• [Exercise description]: Replace "utility pole" with "telephone pole" in the entries from the start through the line holding "point(36, 605)", inclusive, and give those lines again with nothing else changed. Leave the pictures out of your answer.

(Object position labeling entries)

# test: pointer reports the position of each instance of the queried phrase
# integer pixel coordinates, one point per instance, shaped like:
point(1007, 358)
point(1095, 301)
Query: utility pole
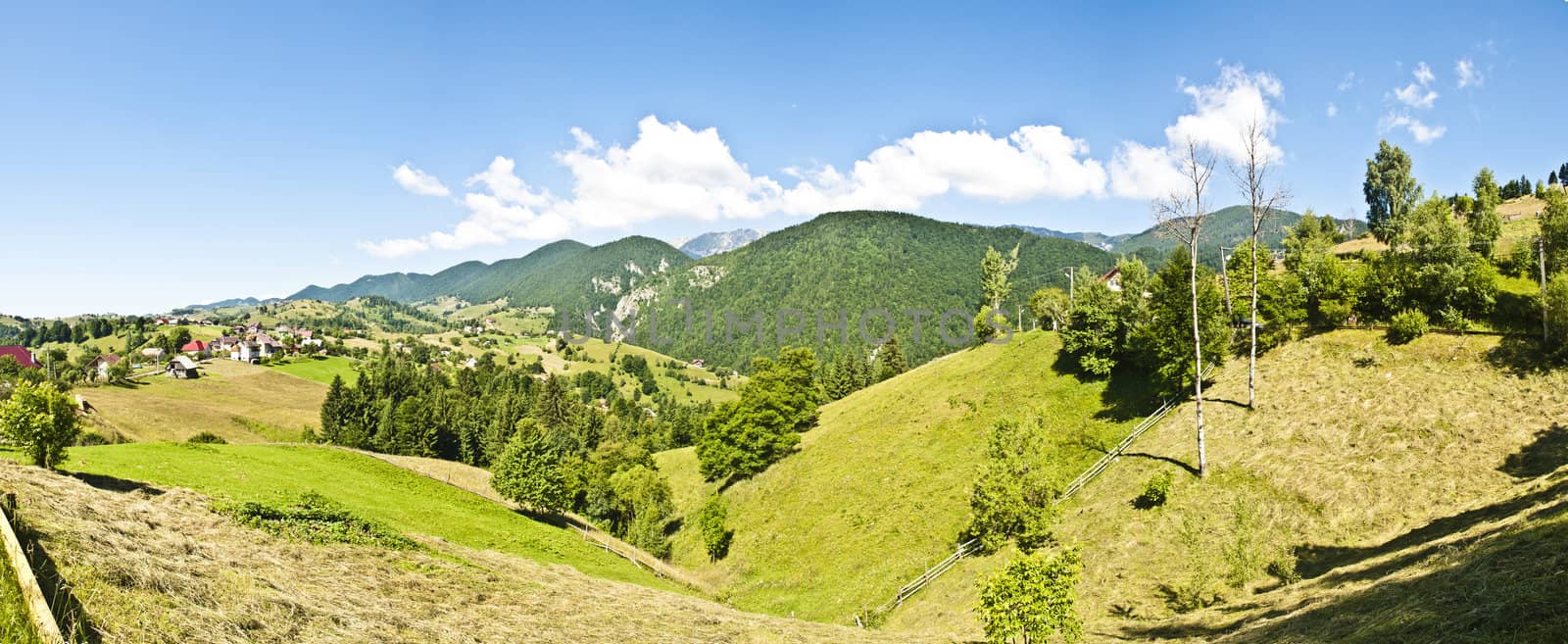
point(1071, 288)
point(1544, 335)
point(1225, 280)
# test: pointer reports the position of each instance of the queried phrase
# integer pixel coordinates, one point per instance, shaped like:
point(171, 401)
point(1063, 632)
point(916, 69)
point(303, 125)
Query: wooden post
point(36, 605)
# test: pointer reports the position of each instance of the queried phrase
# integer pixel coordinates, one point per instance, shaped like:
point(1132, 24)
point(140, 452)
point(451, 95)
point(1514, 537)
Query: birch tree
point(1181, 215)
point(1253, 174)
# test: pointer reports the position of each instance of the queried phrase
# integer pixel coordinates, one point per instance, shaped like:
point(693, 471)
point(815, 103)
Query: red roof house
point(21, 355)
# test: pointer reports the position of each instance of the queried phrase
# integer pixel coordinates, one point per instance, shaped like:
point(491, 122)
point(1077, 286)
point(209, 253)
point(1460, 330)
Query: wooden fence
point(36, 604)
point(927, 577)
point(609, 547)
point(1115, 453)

• [Correct response]:
# test: pointer reports the position of each instance of the queried phrase
# integer pixel coordinates, one point per instance, shaped like:
point(1007, 358)
point(1095, 301)
Query: telephone pole
point(1071, 288)
point(1544, 335)
point(1225, 280)
# test: pointer reports the position of each instance of the queried phrase
# integer pixel coordinates, one point per instance, shaped like:
point(171, 401)
point(1063, 632)
point(916, 69)
point(303, 125)
Query: wooden post
point(36, 605)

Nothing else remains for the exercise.